WHAT TO PRODUCE:
Please count the lines in the items below that contain the word "nose" and reply with that number only.

EXTRACTED ENTRIES:
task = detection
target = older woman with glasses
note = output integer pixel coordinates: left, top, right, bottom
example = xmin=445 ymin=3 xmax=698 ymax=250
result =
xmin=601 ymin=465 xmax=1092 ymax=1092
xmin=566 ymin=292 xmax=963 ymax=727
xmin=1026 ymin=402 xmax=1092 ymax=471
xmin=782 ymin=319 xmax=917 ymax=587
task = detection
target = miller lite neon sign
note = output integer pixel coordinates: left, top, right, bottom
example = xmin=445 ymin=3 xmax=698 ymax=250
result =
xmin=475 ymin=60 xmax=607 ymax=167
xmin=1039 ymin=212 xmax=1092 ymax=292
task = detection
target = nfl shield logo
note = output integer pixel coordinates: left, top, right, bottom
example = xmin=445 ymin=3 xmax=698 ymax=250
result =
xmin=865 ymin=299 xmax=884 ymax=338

...

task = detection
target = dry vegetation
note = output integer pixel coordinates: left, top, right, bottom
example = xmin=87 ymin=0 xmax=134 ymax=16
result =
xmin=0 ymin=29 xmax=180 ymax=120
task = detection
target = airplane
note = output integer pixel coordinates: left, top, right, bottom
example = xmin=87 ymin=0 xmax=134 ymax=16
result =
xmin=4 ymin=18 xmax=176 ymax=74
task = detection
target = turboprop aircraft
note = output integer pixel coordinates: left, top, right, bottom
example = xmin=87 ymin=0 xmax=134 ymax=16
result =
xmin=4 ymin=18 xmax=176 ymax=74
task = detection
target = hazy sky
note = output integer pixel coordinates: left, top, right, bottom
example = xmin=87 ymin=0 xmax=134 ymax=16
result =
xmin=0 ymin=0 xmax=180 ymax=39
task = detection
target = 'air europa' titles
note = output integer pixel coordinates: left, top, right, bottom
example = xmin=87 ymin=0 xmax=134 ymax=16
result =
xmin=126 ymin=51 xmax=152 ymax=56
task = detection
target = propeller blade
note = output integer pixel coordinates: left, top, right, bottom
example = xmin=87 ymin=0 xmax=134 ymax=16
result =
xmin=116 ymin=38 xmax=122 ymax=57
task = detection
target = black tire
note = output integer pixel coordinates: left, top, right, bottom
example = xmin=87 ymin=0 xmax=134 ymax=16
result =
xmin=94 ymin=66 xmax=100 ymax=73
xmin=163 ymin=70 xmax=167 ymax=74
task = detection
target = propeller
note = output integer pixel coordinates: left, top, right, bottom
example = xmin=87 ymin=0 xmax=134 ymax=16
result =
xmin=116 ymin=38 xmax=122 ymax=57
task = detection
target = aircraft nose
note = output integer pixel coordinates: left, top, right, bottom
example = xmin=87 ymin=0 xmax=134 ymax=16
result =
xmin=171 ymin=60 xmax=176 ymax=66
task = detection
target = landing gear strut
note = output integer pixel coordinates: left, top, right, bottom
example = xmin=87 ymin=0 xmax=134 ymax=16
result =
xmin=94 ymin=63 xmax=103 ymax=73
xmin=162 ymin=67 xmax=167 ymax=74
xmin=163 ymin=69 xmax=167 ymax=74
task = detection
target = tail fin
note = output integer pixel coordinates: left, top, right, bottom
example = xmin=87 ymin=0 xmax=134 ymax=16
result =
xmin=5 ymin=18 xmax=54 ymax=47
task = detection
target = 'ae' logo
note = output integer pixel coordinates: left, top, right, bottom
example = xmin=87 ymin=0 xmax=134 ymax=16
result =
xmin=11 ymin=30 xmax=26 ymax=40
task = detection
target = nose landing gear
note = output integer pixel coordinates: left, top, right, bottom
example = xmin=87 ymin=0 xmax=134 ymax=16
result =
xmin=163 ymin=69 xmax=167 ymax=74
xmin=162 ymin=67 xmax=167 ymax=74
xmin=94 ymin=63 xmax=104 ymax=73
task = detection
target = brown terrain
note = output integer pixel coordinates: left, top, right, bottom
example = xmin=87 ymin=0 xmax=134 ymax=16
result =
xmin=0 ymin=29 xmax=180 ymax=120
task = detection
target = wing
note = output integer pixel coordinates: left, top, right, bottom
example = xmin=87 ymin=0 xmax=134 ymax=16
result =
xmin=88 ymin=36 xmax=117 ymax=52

TASK SOLUTION:
2